» **TASK REQUIREMENTS**
**a)** In the forum thread about signing Brevin Knight, why does the reply to "Then what the heck is Avery good for ?" say the team still needs a point guard?
**b)** Output the part of the forum thread that runs from "Umm isn't he" up to and including "(Nov 2, 2004)".

» **TEXT PASSAGE**
IMO, what we need to make this team is a better floor leader and I believe Brevin Knight could fix that problem. Whether we sign him as a FA or do a sign and trade, I am not too worried. He is a role player and could lead the Mavs around the court and give our offence structure. He isn't an offensive threat and we don't need that, what we need is a role player and he is an excellent example of that. Now he is amost 30, but I believe he could teach Harris a few things and then Harris will have the starting PG role. I just think that we need Knight's passing ability to get this team kick started for next season


----------



## xray (Feb 21, 2005)

aussiewill said:


> IMO, what we need to make this team is a better floor leader ... I believe (Knight) could teach Harris a few things and then Harris will have the starting PG role.


Then what the heck is Avery good for ?


----------



## aussiewill (Jan 20, 2005)

bray1967 said:


> Then what the heck is Avery good for ?


Umm isn't he coaching, or did you still think he was playing. AJ is there to call the shots, we need a PG who can lead the team on offence and find the open man. Our offence at times lacks structure and a specialist PG would solve our problems and Knight would fill that role perfectly IMO.


----------



## soulhunter (Nov 2, 2004)

aussiewill said:


> IMO, what we need to make this team is a better floor leader and I believe Brevin Knight could fix that problem. Whether we sign him as a FA or do a sign and trade, I am not too worried. He is a role player and could lead the Mavs around the court and give our offence structure. He isn't an offensive threat and we don't need that, what we need is a role player and he is an excellent example of that. Now he is amost 30, but I believe he could teach Harris a few things and then Harris will have the starting PG role. I just think that we need Knight's passing ability to get this team kick started for next season


I like that idea ALOT, it really comes down to the type of deal he'd want though. Probably small amounts of money for 2 seasons would be perfect. He's around enough to help out and rub off on Devin


----------

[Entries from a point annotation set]
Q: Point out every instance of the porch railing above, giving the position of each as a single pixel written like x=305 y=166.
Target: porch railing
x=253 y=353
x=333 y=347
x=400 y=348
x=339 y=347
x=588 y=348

» **ANSWER SET**
**a)** Avery is coaching, not playing, so his job is to call the shots. The team needs a point guard who can lead the offense on the court and find the open man, because the offense sometimes lacks structure.

**b)**
Umm isn't he coaching, or did you still think he was playing. AJ is there to call the shots, we need a PG who can lead the team on offence and find the open man. Our offence at times lacks structure and a specialist PG would solve our problems and Knight would fill that role perfectly IMO.


----------



## soulhunter (Nov 2, 2004)